Labeled box records:
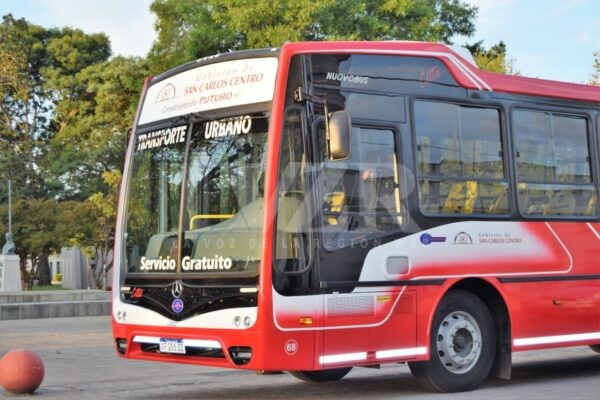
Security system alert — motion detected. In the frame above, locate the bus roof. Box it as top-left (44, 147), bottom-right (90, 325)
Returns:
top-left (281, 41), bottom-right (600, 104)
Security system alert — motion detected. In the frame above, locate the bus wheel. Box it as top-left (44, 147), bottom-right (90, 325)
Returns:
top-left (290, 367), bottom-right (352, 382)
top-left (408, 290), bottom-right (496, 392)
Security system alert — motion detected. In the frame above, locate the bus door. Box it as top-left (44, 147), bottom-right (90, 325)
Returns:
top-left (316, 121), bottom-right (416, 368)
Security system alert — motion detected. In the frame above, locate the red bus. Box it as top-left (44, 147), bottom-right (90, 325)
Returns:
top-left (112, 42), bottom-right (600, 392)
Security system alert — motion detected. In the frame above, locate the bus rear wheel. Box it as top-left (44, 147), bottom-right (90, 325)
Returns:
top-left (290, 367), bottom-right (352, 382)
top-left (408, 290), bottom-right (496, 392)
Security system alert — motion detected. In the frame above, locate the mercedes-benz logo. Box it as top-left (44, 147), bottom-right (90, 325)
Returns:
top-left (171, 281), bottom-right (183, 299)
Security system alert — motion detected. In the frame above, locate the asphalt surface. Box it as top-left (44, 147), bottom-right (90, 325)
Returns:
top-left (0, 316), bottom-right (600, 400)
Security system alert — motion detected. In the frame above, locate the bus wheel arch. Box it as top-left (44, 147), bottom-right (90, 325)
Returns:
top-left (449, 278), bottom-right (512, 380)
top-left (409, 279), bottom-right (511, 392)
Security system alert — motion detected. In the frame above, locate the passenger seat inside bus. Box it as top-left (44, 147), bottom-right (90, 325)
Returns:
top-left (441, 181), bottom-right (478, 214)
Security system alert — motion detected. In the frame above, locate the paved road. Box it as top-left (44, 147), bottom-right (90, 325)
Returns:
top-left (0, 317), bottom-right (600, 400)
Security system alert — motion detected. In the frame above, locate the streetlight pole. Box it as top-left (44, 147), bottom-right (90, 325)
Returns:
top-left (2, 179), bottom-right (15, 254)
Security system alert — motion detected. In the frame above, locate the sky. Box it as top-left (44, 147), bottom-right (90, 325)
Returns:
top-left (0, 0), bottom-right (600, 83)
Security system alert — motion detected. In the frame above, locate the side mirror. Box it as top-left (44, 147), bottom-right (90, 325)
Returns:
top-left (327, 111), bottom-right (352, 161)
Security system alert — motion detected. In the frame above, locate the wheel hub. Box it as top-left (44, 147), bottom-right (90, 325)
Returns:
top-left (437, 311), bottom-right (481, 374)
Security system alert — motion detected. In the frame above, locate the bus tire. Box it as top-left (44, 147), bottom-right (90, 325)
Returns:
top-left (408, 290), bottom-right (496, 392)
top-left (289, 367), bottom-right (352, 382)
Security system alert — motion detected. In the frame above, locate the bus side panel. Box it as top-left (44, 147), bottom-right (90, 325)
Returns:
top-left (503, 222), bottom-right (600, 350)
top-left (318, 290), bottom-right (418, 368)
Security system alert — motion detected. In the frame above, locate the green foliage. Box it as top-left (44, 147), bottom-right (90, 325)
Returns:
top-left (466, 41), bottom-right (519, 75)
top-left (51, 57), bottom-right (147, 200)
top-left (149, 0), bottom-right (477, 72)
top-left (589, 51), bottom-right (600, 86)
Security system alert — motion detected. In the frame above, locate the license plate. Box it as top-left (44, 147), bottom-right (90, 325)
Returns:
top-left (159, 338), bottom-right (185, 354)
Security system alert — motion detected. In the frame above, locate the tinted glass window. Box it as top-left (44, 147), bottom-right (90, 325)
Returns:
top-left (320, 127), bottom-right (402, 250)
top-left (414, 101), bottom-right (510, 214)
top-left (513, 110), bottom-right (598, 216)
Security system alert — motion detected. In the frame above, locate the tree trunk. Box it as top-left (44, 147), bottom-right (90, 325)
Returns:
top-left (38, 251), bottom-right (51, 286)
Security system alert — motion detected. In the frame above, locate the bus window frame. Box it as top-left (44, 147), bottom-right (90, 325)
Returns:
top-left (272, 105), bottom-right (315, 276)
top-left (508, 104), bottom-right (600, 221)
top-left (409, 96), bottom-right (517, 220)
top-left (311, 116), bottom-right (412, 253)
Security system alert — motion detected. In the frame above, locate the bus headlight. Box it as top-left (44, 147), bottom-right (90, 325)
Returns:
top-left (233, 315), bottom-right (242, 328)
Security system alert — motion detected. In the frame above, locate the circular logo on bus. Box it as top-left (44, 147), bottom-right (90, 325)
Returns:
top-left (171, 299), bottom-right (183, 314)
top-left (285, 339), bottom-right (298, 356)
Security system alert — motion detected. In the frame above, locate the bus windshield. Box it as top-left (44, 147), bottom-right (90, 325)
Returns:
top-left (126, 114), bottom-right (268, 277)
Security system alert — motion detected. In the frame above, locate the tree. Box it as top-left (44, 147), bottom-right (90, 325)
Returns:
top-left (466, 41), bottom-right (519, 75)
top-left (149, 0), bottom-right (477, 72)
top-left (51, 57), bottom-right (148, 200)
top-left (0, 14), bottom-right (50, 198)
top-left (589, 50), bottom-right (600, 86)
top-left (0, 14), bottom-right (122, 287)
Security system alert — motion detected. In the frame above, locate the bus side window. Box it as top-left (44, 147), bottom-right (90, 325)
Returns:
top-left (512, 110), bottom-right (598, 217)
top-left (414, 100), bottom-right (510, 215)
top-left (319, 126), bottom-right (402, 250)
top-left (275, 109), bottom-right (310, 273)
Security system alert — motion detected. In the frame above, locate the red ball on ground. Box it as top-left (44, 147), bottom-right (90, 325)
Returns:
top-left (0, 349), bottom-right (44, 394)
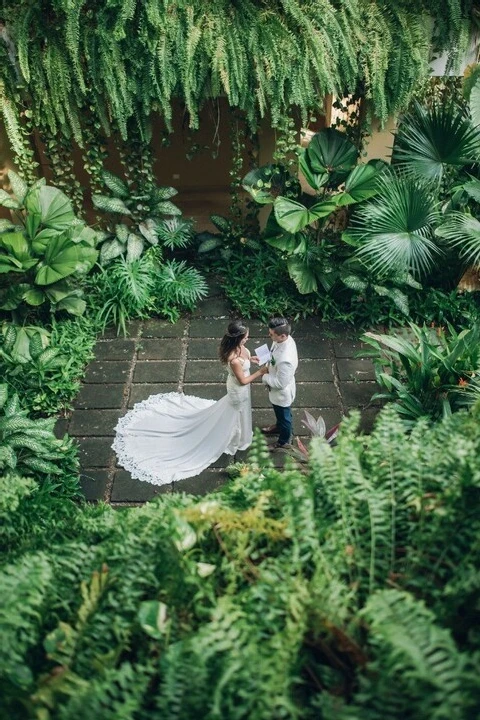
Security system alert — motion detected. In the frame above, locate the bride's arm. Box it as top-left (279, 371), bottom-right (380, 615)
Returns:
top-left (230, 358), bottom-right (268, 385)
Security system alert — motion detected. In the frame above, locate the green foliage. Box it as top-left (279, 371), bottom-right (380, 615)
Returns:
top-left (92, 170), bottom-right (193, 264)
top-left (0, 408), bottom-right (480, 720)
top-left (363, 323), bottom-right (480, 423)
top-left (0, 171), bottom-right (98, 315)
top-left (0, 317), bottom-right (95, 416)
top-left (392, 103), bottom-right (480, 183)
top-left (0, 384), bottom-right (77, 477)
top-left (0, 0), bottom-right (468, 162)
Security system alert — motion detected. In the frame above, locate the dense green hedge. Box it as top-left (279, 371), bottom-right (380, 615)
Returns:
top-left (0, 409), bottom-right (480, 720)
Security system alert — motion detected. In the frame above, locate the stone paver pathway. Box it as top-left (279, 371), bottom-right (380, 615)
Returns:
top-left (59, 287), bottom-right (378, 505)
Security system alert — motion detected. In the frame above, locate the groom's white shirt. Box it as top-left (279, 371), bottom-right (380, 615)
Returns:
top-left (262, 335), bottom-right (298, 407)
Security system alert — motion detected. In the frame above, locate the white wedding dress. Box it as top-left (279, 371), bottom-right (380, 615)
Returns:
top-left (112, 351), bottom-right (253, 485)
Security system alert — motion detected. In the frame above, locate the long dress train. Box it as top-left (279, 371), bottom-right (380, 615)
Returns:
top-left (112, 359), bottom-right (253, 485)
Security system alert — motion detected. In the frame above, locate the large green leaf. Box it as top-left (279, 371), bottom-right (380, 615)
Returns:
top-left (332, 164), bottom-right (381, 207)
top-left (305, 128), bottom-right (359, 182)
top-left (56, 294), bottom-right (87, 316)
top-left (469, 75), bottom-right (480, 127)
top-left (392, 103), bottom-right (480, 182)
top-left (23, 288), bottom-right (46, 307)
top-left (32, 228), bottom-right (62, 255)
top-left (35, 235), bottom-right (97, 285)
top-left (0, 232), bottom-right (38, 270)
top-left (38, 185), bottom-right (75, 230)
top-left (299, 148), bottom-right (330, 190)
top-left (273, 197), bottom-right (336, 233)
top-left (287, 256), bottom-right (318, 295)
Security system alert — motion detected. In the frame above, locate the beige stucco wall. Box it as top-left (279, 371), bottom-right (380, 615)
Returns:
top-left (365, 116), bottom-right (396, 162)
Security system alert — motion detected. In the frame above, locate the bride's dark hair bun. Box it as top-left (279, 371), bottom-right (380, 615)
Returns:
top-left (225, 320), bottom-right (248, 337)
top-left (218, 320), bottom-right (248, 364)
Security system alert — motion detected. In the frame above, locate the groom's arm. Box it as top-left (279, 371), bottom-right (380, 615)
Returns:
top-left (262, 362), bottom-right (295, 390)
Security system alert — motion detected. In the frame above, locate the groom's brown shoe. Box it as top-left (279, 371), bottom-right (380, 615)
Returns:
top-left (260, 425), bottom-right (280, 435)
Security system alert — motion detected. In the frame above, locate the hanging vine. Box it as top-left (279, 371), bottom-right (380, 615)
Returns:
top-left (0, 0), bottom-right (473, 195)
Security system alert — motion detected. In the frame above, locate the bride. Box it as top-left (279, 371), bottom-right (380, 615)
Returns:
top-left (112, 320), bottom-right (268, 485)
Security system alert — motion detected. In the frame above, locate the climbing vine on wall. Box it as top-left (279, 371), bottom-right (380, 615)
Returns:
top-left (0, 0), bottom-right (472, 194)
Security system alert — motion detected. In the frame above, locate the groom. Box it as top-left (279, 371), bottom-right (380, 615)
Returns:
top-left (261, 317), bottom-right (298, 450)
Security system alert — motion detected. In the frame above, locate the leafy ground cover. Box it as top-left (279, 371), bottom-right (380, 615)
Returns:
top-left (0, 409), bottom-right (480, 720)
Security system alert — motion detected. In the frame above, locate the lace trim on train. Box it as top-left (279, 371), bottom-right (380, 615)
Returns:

AIM:
Please return every line of the material above that contains the word "window". Case counts.

SOLUTION:
Security system alert — motion detected. In the frame above, locate the tinted glass window. Box it as top-left (44, 147), bottom-right (90, 325)
Security system alert — motion detected. In the frame above, locate the bus window frame. Box it as top-left (44, 147), bottom-right (90, 325)
Security system alert — motion detected. In the frame above, locate the bus side window. Box it as top-left (44, 147), bottom-right (90, 325)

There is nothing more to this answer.